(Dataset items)
§ §
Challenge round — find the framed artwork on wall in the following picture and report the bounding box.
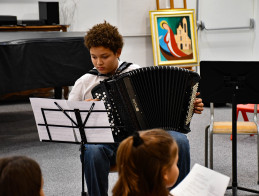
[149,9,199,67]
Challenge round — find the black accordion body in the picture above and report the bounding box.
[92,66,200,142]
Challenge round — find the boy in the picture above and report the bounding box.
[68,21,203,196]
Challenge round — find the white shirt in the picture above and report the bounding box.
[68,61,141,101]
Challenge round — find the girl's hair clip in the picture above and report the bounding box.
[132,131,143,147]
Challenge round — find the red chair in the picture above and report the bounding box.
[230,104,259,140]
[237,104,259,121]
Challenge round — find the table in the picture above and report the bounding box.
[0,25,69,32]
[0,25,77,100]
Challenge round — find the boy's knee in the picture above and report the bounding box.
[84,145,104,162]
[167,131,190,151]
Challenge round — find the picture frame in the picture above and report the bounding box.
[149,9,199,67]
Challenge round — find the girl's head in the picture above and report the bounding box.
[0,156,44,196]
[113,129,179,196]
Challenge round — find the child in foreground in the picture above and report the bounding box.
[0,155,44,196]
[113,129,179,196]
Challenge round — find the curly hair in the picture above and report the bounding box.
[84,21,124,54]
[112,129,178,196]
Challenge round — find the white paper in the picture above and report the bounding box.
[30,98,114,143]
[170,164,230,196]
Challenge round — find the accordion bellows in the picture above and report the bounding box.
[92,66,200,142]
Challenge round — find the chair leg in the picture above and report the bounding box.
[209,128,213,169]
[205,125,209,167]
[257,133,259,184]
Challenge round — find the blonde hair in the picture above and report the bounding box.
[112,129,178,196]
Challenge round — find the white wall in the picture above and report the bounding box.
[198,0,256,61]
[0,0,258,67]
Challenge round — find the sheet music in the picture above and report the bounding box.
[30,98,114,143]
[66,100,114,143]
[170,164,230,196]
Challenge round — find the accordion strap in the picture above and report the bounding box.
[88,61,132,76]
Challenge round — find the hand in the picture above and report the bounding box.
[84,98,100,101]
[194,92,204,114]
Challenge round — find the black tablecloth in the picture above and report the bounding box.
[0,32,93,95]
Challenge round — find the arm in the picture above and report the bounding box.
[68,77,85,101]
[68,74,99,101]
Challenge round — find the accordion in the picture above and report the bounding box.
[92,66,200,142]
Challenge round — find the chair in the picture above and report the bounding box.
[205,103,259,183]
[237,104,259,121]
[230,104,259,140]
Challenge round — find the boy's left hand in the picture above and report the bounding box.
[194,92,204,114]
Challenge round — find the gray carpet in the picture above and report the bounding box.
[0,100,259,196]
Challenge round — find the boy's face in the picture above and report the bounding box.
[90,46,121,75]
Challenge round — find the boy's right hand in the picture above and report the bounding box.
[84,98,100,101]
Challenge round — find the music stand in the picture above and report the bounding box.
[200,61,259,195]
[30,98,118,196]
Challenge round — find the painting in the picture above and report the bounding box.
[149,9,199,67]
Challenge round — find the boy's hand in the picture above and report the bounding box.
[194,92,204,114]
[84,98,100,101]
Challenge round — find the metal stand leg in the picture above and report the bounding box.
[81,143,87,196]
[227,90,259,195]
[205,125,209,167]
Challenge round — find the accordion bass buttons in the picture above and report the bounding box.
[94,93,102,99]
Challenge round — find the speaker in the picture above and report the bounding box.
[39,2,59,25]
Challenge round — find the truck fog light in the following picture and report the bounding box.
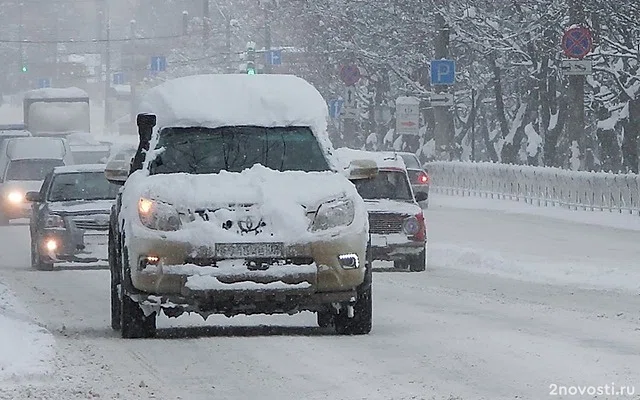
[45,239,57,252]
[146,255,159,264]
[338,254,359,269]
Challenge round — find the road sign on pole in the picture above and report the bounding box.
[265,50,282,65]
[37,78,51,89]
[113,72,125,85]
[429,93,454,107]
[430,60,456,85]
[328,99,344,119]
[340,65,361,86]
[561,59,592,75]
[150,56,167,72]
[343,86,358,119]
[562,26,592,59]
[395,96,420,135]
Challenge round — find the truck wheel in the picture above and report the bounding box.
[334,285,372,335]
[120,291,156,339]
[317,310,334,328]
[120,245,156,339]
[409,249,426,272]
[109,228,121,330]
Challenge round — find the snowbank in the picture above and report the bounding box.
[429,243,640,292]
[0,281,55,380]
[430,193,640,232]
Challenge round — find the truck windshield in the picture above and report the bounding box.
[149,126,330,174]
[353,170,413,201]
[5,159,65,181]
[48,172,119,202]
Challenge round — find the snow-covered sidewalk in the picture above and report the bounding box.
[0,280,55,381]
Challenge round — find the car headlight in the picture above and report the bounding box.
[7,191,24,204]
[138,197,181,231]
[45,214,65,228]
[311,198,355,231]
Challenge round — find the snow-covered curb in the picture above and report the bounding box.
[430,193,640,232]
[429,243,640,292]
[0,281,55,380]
§ §
Would you output all of the entries above exactly, keeping the pictures out?

Challenge round — find the framed artwork on wall in the following picture and report the bounding box.
[149,9,199,67]
Challenge round — find the black accordion body in the picture above and report the bounding box.
[92,66,200,142]
Challenge round — find the boy in the picture above and report the bounding box.
[68,21,203,196]
Challenge round — find the white shirt in the picture above and report the bounding box.
[68,61,141,101]
Challenge round — find the girl's hair clip in the picture above and report the bounding box.
[132,131,143,147]
Challenge round — find the red chair in the picture above and report the bounding box.
[230,104,259,140]
[237,104,259,121]
Challenge round — find the table in the picture above and report the bounding box.
[0,25,69,32]
[0,25,77,100]
Challenge round — find the boy's knee in the picture above and report the bounding box.
[84,145,104,162]
[167,131,190,151]
Challenge round — find the picture frame in the picture above and report the bounding box.
[149,9,199,67]
Challenge round — find the girl's head in the picture above and report the bounding box.
[0,156,44,196]
[113,129,179,196]
Challenge round — find the child in foreground in the picture above and report the bounding box.
[0,155,44,196]
[113,129,179,196]
Challenge round — find the curly hair in the picture above and report the bounding box.
[84,21,124,54]
[112,129,178,196]
Challenge round — find the white paper in the picture above and report the bounding box.
[30,98,114,143]
[170,164,230,196]
Challenge round — find the accordion bellows in the picture above and report the bounding box.
[92,66,200,142]
Challenge round — find the chair leg in the picture above and report the bounding box.
[209,128,213,169]
[205,125,209,167]
[257,133,259,184]
Challenge round — find the blonde hair in the picture above and report the bounding box.
[112,129,178,196]
Challenge round — find the white wall in the picture above and report the bounding box.
[198,0,256,61]
[0,0,258,67]
Challenge round — find the sheet music in the picture above and report the bounding box.
[30,98,114,143]
[66,100,114,143]
[170,164,230,196]
Challenge round — find the accordion strap in the picture above and report the bounding box.
[88,61,132,76]
Challenge round — find the hand in the picture above and report the bounding box.
[84,98,100,101]
[194,92,204,114]
Challenge round — find the black tablecloth in the picture above and report the bounding box.
[0,32,93,95]
Challenge round — find the arm in the picture above and report the bounding box.
[68,77,85,101]
[68,74,99,101]
Challenge round — find the accordion in the picture above and report the bounding box.
[92,66,200,142]
Challenge round — find the chair in the picture above and report the bounding box.
[205,103,259,183]
[237,104,259,121]
[230,104,259,140]
Challenge round — find the boy's left hand in the picture above and report the bounding box.
[194,92,204,114]
Challenge round — find the gray carpet in the picture above and report the bounding box.
[0,100,259,196]
Challenge round — find the boy's face in the picture above and report the bounding box.
[90,46,121,75]
Challenge round — find the boy's right hand in the picture above and report the bounding box.
[84,98,100,101]
Challenge round — find the music stand in the picture above and report the bounding box.
[200,61,259,195]
[30,98,118,196]
Challenge round — find the painting in the picture above and report the bounding box.
[149,9,199,67]
Challenge round — find the boy's hand in the picture above and report the bounding box.
[194,92,204,114]
[84,98,100,101]
Challenge round — find the metal stand leg in the picture above and report the bounding box.
[81,143,87,196]
[227,90,259,195]
[205,125,209,167]
Challenge round — find the accordion bass buttons in the picture above and report the bounding box.
[94,93,102,99]
Challenge round — find the speaker in the picture above and report the bounding box.
[39,2,59,25]
Challenge round — find the truck fog light in the following picture and report the bounding box.
[45,239,57,252]
[146,255,159,264]
[338,254,359,269]
Challenge round — find the road sign on pole in the picture above and report the bounding box.
[265,50,282,65]
[37,78,51,89]
[113,72,125,85]
[429,93,454,107]
[430,60,456,85]
[328,99,344,119]
[340,65,361,86]
[561,59,592,75]
[150,56,167,72]
[343,86,358,119]
[562,26,592,59]
[395,96,420,135]
Challenge round — find the truck wheel in the picture above and report the bounding box.
[334,285,372,335]
[120,291,156,339]
[317,310,334,328]
[120,245,156,339]
[409,249,426,272]
[109,228,121,330]
Challenge round — find the snowbank in the picture above and report the bounding box.
[429,243,640,292]
[0,281,55,380]
[430,193,640,232]
Challenge round — find the truck windshield in the picture above and report the bounding box.
[149,126,330,174]
[353,170,413,201]
[5,159,65,181]
[48,172,119,202]
Challenge round — find the snow-covered sidewalk in the picture above and report the bounding box.
[0,280,55,381]
Challenge round — find the car headlight in the picture above and report the bounding box.
[7,191,24,204]
[138,197,181,231]
[45,214,65,228]
[311,198,355,231]
Challenge round — find the snow-covered curb in the picture above and report the bounding box.
[430,193,640,232]
[429,243,640,292]
[0,281,55,380]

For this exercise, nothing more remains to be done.